--- Start Document passage ---

| name | bio-reporting-figure-export |
| description | Exports publication-ready figures with the correct vector/raster split, embedded editable fonts, color-space-robust palettes, and journal-correct sizing and resolution in matplotlib and ggplot2. Use when preparing figures for journal submission, exporting a dense single-cell or GWAS plot without producing an unopenable vector file, or fixing fonts and colors that break in print. |
| tool_type | mixed |
| primary_tool | matplotlib |
| goal_approach_exempt | true |
Version Compatibility
Reference examples tested with: matplotlib 3.8+, numpy 1.26+, ggplot2 3.5+, ggrastr 1.0+, ragg 1.2+
Before using code patterns, verify installed versions match. If versions differ:
- Python:
pip show matplotlib then help(matplotlib.figure.Figure.savefig); introspect matplotlib.rcParams if a key is renamed
- R:
packageVersion('ggplot2') then ?ggsave
If code throws ImportError, AttributeError, or TypeError, introspect the installed package and adapt the example to match the actual API rather than retrying.
Publication-Ready Figure Export
"Export this figure for the journal" -> Save the plot so each part of it survives production: vector structure stays crisp, the dense data layer stays a reasonable file size, text stays editable, and color survives the print conversion.
- Python:
fig.savefig('fig.pdf', dpi=600) with publication rcParams set
- R:
ggsave('fig.pdf', width=89, units='mm', device=cairo_pdf)

--- End Document passage ---
--- Start Material shown ---

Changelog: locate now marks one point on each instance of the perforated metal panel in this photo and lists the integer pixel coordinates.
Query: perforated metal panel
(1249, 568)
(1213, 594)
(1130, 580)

--- End Material shown ---

__Exercise set__
(1) What does the figure export guide say to do if the code throws ImportError, AttributeError, or TypeError?
(2) Determine whether each statement agrees with the figure export guide. Answer yes or no for each, and quote the deciding words.
(a) The primary tool listed is ggplot2.
(b) The R example sets the figure width in millimeters.
(c) The Python example saves the figure at 300 dpi.
(3) Resume the figure export guide after its final line, in the same style.

__Expected results__
(1) Introspect the installed package and adapt the example to match the actual API rather than retrying.

(2)
(a) No: "primary_tool | matplotlib"
(b) Yes: "width=89, units='mm'"
(c) No: "dpi=600"

(3)
The Load-Bearing Idea: A Figure Is Four Layers
A publication figure is not one object; it is four superimposed layers, and export means giving each the representation it needs:
- Vector structure - axes, ticks, spines, gridlines, fit lines, error bars, annotations. Resolution-independent; must stay vector so the typesetter can scale it to 89 mm without pixelation.
- Raster data layer - the dense part: a scatter with 10^5-10^7 points, a heatmap, a micrograph. Drawing a million points as a million vector circles makes a hundreds-of-MB PDF that crashes Illustrator. This layer wants to be pixels.
- Type - every glyph. Editors need it to stay selectable text, not flattened paths or pixels baked into the raster.
- Color encoding - the data-to-color mapping. A scientific choice (perceptual uniformity, color-vision-deficiency safety, grayscale survival) that also interacts with the RGB->CMYK conversion the journal performs without asking.
The expert move is the hybrid figure: rasterize only layer 2, keep layers 1 and 3 vector, embed editable fonts, and pick a colormap that survives CMYK and grayscale. Everything below serves that.
A reproducibility framing: a figure is a pure function of (data, code, theme, font availability). If any of those is unpinned, the figure is not reproducible.
The Hybrid Figure (rasterize only the dense layer)
The single most important export skill for single-cell (UMAP/tSNE) and GWAS (Manhattan) figures. A fully-vector million-point scatter is unopenable and gets rejected by the typesetter's RIP; rasterizing just the data layer keeps file size sane while axes and text stay crisp at any zoom.
import matplotlib.pyplot as plt
fig, ax = plt.subplots(figsize=(3.5, 3.0))
ax.scatter(x, y, s=2, rasterized=True, zorder=0)
ax.plot(xfit, yfit, color='black', zorder=2)
ax.set_xlabel('UMAP1')
fig.savefig('fig.pdf', dpi=600)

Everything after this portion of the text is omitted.